It Takes a Village: Responding to the Needs of Rosemary Radford Ruether by Cynthia Garrity-Bond

Rosemary Radford RuetherAs many of you may already know, on August 24, 2016, feminist theologian and scholar Rosemary Radford Ruether suffered a significant stroke. There has been some speculation from those who know or have known Rosemary about her current condition.  Here is the short of it.  While Rosemary has made progress, her doctors and therefore Medicare feel it is insufficient to warrant continued physical and speech therapies. Those who interact with Rosemary on a daily or weekly basis disagree with this medical prognosis.  The stroke damaged the part of Rosemary’s brain that allows for communication, therefore she, at this time, is not able to speak.  That said, Rosemary recognizes individuals, is able to respond to some commands and engage in therapeutic exercises.  The more attention and care she receives the greater her capacity grows for a more meaningful life that includes a level of agency.

——

**EXERCISE**
Retype the entire text about Rosemary Radford Ruether's stroke exactly as it appears above, title included.

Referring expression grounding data
——

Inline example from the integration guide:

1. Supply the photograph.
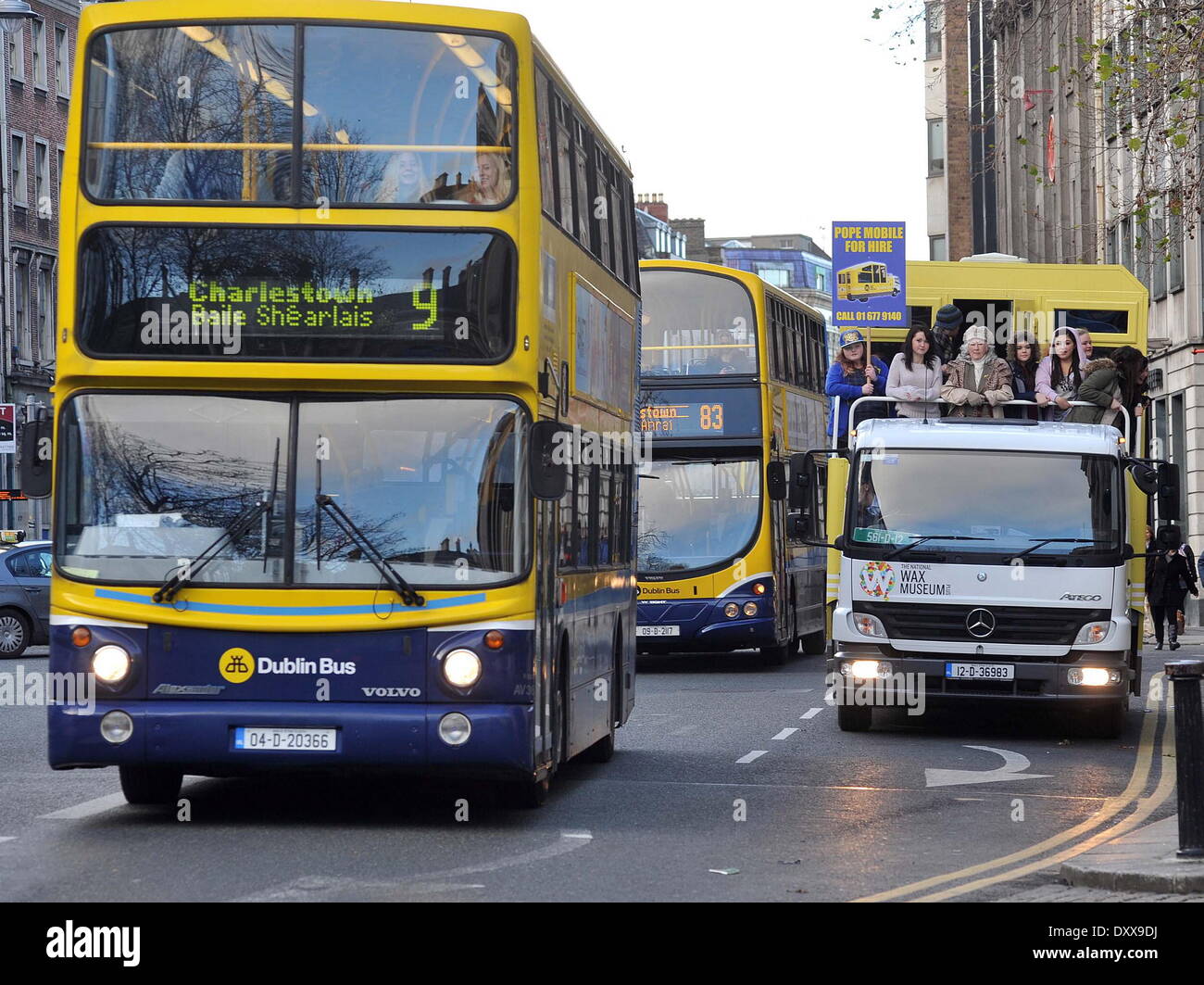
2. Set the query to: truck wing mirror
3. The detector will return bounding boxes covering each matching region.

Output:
[787,451,813,511]
[20,410,55,499]
[765,461,786,502]
[527,421,573,502]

——

**OUTPUT FOR THIS EXERCISE**
It Takes a Village: Responding to the Needs of Rosemary Radford Ruether by Cynthia Garrity-Bond

Rosemary Radford RuetherAs many of you may already know, on August 24, 2016, feminist theologian and scholar Rosemary Radford Ruether suffered a significant stroke. There has been some speculation from those who know or have known Rosemary about her current condition.  Here is the short of it.  While Rosemary has made progress, her doctors and therefore Medicare feel it is insufficient to warrant continued physical and speech therapies. Those who interact with Rosemary on a daily or weekly basis disagree with this medical prognosis.  The stroke damaged the part of Rosemary’s brain that allows for communication, therefore she, at this time, is not able to speak.  That said, Rosemary recognizes individuals, is able to respond to some commands and engage in therapeutic exercises.  The more attention and care she receives the greater her capacity grows for a more meaningful life that includes a level of agency.